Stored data

# # # # #

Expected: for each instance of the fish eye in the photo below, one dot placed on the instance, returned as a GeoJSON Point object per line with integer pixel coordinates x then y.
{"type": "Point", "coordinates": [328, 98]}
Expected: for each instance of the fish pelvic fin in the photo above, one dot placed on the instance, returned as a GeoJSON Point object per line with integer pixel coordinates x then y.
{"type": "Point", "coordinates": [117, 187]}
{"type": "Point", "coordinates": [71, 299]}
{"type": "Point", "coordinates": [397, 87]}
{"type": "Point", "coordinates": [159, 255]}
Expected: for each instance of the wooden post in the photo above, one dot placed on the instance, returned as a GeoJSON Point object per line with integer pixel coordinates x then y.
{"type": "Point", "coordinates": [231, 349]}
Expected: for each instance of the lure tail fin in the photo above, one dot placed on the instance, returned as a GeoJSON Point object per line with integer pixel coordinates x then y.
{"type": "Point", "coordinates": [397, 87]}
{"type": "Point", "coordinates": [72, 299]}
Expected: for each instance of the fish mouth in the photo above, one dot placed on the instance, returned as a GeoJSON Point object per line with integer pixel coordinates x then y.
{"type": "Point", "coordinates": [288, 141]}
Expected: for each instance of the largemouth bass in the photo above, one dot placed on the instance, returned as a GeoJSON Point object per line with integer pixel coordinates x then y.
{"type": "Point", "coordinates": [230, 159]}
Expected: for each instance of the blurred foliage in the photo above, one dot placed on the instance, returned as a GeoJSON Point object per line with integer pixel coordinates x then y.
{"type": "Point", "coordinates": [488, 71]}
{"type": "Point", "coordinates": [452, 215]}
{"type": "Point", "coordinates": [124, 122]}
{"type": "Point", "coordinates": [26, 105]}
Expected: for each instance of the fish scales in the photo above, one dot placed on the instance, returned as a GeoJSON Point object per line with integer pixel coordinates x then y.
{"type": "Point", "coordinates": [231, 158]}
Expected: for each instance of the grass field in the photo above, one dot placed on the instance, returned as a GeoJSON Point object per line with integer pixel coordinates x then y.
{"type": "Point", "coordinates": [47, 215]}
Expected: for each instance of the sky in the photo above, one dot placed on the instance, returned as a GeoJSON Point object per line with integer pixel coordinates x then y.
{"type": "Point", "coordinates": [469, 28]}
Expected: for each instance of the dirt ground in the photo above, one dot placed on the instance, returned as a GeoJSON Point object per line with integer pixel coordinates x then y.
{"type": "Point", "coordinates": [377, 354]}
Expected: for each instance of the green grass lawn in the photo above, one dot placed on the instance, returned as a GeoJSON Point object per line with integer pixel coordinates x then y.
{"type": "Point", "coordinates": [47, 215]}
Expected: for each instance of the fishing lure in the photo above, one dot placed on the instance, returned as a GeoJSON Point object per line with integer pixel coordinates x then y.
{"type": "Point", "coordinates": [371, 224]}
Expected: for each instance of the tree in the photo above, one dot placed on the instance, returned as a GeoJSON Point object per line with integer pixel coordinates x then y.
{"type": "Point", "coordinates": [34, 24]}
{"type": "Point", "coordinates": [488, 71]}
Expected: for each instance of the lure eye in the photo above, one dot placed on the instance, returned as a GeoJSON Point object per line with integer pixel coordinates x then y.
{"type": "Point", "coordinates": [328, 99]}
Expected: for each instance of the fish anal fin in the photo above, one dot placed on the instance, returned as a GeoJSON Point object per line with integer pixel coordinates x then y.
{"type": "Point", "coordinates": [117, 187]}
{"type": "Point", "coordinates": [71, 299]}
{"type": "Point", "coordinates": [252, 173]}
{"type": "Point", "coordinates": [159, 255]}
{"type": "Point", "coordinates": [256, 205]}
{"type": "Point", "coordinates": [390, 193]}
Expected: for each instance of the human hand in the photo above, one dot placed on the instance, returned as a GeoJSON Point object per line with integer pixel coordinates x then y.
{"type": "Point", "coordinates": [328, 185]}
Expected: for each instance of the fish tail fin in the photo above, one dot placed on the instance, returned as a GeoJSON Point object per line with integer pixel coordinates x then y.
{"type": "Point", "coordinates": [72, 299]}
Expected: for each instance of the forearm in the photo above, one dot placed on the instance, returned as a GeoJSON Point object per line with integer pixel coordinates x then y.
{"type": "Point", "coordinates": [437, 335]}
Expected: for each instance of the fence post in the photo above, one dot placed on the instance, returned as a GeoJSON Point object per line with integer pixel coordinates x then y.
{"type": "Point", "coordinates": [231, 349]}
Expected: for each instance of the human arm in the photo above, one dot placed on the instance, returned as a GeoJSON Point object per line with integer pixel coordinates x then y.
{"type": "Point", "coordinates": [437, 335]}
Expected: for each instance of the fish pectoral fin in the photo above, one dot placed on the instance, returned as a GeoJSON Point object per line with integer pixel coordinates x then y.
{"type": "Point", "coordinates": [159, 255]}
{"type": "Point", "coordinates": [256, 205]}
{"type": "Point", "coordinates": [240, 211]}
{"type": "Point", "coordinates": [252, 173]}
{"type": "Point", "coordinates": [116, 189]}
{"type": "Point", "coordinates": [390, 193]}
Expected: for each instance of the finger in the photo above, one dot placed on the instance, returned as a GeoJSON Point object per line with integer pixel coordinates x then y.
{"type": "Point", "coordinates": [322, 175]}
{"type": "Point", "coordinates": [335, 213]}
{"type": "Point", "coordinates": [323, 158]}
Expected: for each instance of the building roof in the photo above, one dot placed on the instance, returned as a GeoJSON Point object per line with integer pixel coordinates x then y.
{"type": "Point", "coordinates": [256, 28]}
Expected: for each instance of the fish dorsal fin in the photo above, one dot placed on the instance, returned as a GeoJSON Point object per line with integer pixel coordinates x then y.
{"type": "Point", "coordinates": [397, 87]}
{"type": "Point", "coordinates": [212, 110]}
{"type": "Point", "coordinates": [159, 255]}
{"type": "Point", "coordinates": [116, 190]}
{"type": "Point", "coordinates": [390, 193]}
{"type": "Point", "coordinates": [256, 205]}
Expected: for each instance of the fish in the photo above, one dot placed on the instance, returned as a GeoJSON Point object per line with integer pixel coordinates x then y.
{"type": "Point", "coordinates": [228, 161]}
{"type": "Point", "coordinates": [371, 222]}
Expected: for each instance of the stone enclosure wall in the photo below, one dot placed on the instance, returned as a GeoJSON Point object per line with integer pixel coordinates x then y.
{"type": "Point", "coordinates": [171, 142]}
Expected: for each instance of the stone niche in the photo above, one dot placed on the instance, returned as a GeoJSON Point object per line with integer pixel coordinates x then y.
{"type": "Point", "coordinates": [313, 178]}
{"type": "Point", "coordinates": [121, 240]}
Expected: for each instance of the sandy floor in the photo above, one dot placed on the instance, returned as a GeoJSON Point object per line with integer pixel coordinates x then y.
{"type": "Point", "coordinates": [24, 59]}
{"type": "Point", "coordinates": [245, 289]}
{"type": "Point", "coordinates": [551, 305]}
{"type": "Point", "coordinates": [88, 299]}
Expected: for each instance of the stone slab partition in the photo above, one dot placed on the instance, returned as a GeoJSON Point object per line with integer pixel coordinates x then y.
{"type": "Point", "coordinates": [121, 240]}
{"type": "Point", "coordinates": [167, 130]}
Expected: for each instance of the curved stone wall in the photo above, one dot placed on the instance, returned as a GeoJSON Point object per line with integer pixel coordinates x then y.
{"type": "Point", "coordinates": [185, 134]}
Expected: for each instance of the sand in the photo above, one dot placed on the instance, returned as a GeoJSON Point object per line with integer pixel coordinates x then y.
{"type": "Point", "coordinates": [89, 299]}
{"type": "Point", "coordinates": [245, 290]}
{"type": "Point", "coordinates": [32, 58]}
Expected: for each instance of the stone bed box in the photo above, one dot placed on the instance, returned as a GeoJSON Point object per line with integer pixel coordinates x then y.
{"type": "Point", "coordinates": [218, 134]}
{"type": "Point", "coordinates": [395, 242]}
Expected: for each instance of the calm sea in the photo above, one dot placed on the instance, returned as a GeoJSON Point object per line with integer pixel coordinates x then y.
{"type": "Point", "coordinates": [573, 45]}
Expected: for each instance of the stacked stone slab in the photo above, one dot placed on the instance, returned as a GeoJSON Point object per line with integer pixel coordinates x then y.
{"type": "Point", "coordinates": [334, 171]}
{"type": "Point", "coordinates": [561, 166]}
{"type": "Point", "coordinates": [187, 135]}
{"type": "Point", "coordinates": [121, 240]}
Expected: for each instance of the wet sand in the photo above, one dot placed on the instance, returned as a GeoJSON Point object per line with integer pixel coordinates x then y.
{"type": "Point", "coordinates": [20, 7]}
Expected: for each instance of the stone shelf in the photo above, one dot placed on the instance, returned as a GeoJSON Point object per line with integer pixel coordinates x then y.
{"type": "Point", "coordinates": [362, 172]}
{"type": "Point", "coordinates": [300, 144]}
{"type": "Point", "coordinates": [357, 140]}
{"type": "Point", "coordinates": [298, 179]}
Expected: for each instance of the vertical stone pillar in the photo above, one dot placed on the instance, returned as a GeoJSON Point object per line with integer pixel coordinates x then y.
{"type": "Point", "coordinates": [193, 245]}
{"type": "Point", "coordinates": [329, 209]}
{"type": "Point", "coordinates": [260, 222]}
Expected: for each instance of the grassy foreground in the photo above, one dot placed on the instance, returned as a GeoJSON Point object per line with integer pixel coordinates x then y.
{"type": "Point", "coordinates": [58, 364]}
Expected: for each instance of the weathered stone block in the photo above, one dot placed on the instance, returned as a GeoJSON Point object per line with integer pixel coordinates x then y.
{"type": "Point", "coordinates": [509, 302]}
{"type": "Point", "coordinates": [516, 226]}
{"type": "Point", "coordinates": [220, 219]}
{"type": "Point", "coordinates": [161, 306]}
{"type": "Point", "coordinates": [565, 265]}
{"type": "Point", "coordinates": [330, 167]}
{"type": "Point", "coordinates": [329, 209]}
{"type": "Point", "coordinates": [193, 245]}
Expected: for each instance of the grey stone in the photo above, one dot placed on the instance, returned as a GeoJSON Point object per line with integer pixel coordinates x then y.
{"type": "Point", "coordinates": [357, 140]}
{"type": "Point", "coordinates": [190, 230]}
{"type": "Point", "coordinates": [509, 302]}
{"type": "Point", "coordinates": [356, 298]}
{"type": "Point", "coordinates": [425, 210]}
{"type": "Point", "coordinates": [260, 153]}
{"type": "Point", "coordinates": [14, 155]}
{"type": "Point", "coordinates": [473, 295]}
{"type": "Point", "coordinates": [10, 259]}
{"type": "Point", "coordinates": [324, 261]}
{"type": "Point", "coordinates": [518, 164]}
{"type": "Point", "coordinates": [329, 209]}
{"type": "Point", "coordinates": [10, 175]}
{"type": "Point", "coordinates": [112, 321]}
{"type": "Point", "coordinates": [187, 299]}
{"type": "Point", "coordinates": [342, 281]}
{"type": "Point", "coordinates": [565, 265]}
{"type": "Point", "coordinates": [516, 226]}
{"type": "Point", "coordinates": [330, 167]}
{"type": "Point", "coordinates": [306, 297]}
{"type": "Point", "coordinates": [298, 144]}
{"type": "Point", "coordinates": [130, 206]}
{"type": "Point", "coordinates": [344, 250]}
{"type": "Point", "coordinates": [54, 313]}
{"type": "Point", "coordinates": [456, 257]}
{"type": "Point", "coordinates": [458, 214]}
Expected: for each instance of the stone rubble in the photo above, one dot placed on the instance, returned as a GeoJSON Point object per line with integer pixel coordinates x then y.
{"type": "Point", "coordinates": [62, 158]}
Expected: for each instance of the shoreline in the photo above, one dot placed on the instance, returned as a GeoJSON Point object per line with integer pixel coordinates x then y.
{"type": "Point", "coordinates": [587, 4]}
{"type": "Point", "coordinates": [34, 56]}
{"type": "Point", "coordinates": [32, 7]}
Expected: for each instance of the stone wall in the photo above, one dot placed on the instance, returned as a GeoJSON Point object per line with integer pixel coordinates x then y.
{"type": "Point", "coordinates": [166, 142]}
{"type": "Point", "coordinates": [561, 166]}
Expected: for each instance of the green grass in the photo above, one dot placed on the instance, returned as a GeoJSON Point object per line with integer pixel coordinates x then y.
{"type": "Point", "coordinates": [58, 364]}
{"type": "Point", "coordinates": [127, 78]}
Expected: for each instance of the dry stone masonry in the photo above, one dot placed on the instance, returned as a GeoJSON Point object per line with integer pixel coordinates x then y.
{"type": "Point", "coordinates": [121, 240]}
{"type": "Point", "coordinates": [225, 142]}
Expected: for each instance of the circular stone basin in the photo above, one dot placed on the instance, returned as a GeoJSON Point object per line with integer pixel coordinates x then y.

# # # # #

◆ **Short exercise**
Reproduce every line of the records from the line containing "Expected: for each instance of the stone wall" through the end, offsetting each coordinate value in the answers by -56 and leaving all other text unchanged.

◆ **Written response**
Expected: for each instance of the stone wall in the photo above, one dot placed on the instance, returned as a GeoJSON Point object per line with integer pixel coordinates x then y.
{"type": "Point", "coordinates": [110, 86]}
{"type": "Point", "coordinates": [505, 110]}
Expected: for each instance of the green grass in the photo above, one dot placed on the instance, returned as a GeoJSON Point object per line with integer pixel coordinates x then y.
{"type": "Point", "coordinates": [2, 308]}
{"type": "Point", "coordinates": [71, 22]}
Expected: for each instance of the dry stone masonry in the photo above, one dot placed on the instance, returned as a GeoJSON Point object per line with integer pixel coordinates x then y.
{"type": "Point", "coordinates": [65, 184]}
{"type": "Point", "coordinates": [169, 86]}
Expected: for each instance of the circular stone basin in the photo above, one dot placed on the instance, returned as a GeoJSON Point object per line with integer pixel coordinates x then y.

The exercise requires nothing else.